Goal of the exercise.
Rewrite every line of the listing below as a numbered list, leaving out blank lines and the pictures.

Exercise material.
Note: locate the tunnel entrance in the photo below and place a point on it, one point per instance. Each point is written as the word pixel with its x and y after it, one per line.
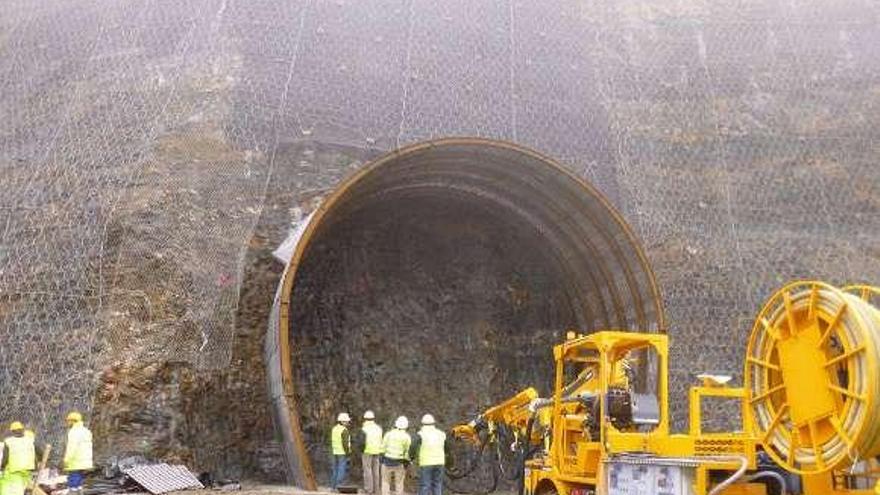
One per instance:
pixel 436 280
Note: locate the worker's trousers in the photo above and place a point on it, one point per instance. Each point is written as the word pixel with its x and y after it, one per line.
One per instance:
pixel 14 483
pixel 393 476
pixel 340 470
pixel 431 480
pixel 371 473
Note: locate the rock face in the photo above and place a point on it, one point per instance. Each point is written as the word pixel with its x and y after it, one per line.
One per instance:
pixel 152 155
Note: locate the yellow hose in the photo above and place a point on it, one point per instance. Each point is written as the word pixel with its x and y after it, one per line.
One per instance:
pixel 812 377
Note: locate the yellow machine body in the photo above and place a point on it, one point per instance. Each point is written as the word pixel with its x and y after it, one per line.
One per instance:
pixel 587 446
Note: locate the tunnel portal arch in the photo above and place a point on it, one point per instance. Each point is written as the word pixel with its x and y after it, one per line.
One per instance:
pixel 496 212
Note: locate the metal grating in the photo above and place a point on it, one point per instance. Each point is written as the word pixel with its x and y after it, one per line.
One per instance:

Result.
1. Note: locate the tunnel entrance in the photo below and place a point on it, one point per instance. Each point is written as the word pixel with its x and y after it, one per line.
2. One per instance:
3. pixel 436 280
4. Note: locate the worker's trousers in the photo above and place a point on it, one point per instance. Each point is written as the word pixel with its x and y after it, one per line.
5. One per instance:
6. pixel 14 483
7. pixel 393 476
8. pixel 340 470
9. pixel 431 480
10. pixel 371 473
11. Note: locate the rock face in the photo above and place a point on it, one point per instance. Each point is written as the word pixel with its x and y after it, one per line.
12. One per instance:
13. pixel 152 155
14. Note: locate the yellow hose in the photo above and place a point on it, one point per instance. Each point is written as the word pixel with its x and y after it, one per line.
15. One per instance:
16. pixel 812 377
17. Note: locate the yellow machine body in the photo above and place a point on it, one point per instance. Each point is written as the word pixel with its x and y after it, one per line.
18. One per instance:
19. pixel 587 446
20. Note: locate the tunnel portal arch in the photo above and place a point on it, one point per instance. Each point is written as the word pixel with its x and y after it, one per line.
21. One per instance:
22. pixel 496 212
23. Note: locate the metal grating in the photo above and place a point on it, one point per instance. Each point is written as the word pixel with its x and y after it, one per line.
24. One per instance:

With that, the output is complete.